### [TASK REQUIREMENTS]
Copy out every line of the data exactly.

[Saved data entries]
== == ==

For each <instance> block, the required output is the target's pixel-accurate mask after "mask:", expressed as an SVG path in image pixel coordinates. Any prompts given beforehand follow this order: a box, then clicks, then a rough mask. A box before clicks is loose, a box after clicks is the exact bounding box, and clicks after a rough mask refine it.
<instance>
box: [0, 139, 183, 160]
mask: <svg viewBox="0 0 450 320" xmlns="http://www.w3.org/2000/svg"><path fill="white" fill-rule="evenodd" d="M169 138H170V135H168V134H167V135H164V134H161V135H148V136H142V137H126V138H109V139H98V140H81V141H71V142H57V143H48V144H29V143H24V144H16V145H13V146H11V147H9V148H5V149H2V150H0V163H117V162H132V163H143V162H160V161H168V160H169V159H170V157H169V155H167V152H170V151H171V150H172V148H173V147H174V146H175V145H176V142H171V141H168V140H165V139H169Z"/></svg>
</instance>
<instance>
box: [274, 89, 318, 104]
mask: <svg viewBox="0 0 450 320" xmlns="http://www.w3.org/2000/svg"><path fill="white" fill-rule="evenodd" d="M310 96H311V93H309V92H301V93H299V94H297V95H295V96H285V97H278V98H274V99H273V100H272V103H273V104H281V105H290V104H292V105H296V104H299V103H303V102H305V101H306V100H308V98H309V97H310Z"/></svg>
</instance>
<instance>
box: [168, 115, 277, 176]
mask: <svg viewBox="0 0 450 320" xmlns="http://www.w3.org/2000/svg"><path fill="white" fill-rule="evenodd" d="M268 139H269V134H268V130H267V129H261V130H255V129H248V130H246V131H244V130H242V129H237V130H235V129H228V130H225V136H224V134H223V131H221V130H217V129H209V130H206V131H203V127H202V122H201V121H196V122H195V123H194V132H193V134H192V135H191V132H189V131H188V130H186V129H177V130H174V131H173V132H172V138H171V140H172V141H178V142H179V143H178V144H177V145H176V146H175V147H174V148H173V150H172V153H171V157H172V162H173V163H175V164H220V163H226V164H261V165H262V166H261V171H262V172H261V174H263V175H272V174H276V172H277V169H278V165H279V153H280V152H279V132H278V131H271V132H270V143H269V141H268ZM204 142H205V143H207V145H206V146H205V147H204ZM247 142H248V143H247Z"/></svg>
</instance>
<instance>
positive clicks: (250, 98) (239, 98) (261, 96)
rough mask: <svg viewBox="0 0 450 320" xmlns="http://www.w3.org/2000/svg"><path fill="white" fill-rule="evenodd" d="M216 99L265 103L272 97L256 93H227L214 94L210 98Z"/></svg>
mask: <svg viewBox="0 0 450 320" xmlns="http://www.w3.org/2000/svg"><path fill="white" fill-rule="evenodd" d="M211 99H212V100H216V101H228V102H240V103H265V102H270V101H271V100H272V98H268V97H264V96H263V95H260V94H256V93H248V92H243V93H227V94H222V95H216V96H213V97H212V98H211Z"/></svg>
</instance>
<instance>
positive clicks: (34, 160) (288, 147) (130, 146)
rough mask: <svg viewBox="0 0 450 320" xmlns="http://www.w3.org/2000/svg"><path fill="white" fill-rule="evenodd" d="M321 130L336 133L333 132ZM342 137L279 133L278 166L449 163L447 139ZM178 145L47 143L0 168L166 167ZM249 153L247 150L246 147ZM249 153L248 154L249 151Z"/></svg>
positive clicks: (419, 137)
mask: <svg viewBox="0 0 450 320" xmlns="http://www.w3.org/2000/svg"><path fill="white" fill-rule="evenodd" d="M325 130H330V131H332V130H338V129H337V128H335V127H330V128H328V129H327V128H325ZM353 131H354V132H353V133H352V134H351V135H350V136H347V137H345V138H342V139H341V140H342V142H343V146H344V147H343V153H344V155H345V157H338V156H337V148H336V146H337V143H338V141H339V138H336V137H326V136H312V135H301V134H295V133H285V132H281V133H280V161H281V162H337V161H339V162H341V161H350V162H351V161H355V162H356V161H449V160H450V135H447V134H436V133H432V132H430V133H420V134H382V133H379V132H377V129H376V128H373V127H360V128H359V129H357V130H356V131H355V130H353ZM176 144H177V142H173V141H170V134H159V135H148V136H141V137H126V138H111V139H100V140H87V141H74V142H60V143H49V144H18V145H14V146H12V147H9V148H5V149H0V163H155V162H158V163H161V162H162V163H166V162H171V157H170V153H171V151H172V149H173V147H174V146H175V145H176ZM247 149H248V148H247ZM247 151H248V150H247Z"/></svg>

== == ==

### [OUTPUT FOR THIS EXERCISE]
For each <instance> block, the required output is the target's pixel-accurate mask after "mask:", expressed as an SVG path in image pixel coordinates. Any prompts given beforehand follow this order: a box, then clicks, then a rough mask. A box before clicks is loose, a box after clicks is the exact bounding box, and clicks after a rough mask refine it.
<instance>
box: [0, 139, 183, 160]
mask: <svg viewBox="0 0 450 320" xmlns="http://www.w3.org/2000/svg"><path fill="white" fill-rule="evenodd" d="M169 138H170V135H168V134H167V135H164V134H161V135H148V136H142V137H126V138H109V139H98V140H81V141H71V142H57V143H48V144H29V143H24V144H16V145H13V146H11V147H9V148H5V149H2V150H0V163H117V162H132V163H143V162H160V161H168V160H169V159H170V157H169V155H167V152H170V151H171V150H172V148H173V147H174V146H175V145H176V142H171V141H168V140H165V139H169Z"/></svg>
</instance>
<instance>
box: [274, 89, 318, 104]
mask: <svg viewBox="0 0 450 320" xmlns="http://www.w3.org/2000/svg"><path fill="white" fill-rule="evenodd" d="M310 96H311V93H309V92H301V93H299V94H297V95H295V96H285V97H278V98H274V99H273V100H272V103H273V104H281V105H290V104H292V105H296V104H299V103H303V102H305V101H306V100H308V98H309V97H310Z"/></svg>
</instance>
<instance>
box: [168, 115, 277, 176]
mask: <svg viewBox="0 0 450 320" xmlns="http://www.w3.org/2000/svg"><path fill="white" fill-rule="evenodd" d="M268 139H269V134H268V130H267V129H261V130H255V129H248V130H246V131H244V130H242V129H237V130H235V129H228V130H225V136H224V134H223V131H221V130H217V129H209V130H206V131H203V127H202V122H201V121H196V122H195V123H194V132H193V134H192V135H191V132H189V131H188V130H186V129H177V130H174V131H173V132H172V138H171V140H172V141H178V142H179V143H178V144H177V145H176V146H175V147H174V148H173V150H172V153H171V157H172V162H173V163H175V164H220V163H226V164H261V165H262V166H261V171H262V172H261V174H263V175H272V174H276V172H277V169H278V165H279V153H280V152H279V132H278V131H271V132H270V143H269V141H268ZM204 142H205V143H207V145H206V146H205V147H204ZM247 142H248V143H247Z"/></svg>
</instance>
<instance>
positive clicks: (250, 98) (239, 98) (261, 96)
rough mask: <svg viewBox="0 0 450 320" xmlns="http://www.w3.org/2000/svg"><path fill="white" fill-rule="evenodd" d="M216 99L265 103L272 97L256 93H227L214 94L210 98Z"/></svg>
mask: <svg viewBox="0 0 450 320" xmlns="http://www.w3.org/2000/svg"><path fill="white" fill-rule="evenodd" d="M211 99H212V100H216V101H228V102H240V103H265V102H270V101H271V100H272V98H268V97H264V96H263V95H260V94H256V93H248V92H243V93H227V94H222V95H216V96H213V97H212V98H211Z"/></svg>
</instance>
<instance>
positive clicks: (34, 160) (288, 147) (130, 146)
rough mask: <svg viewBox="0 0 450 320" xmlns="http://www.w3.org/2000/svg"><path fill="white" fill-rule="evenodd" d="M321 130L336 133L333 132ZM342 137L279 133L278 166L449 163L447 139ZM178 145L47 143L0 168L166 167ZM249 153L247 150L246 147ZM249 153L248 154L249 151Z"/></svg>
positive clicks: (419, 137)
mask: <svg viewBox="0 0 450 320" xmlns="http://www.w3.org/2000/svg"><path fill="white" fill-rule="evenodd" d="M325 130H330V131H332V130H338V129H337V128H335V127H330V128H328V129H327V128H325ZM353 131H354V132H353V133H352V134H351V135H350V136H347V137H345V138H342V139H341V140H342V142H343V146H344V147H343V153H344V155H345V157H338V156H337V148H336V146H337V143H338V141H339V138H336V137H326V136H312V135H301V134H295V133H285V132H281V133H280V161H281V162H337V161H339V162H341V161H350V162H351V161H355V162H356V161H449V160H450V135H447V134H436V133H432V132H430V133H420V134H382V133H379V132H377V129H376V128H373V127H360V128H359V129H357V130H356V131H355V130H353ZM176 144H177V142H173V141H170V134H159V135H148V136H141V137H126V138H111V139H100V140H87V141H74V142H60V143H49V144H18V145H14V146H12V147H9V148H5V149H0V163H155V162H158V163H161V162H162V163H166V162H171V157H170V153H171V151H172V149H173V147H174V146H175V145H176ZM247 149H248V148H247ZM247 151H248V150H247Z"/></svg>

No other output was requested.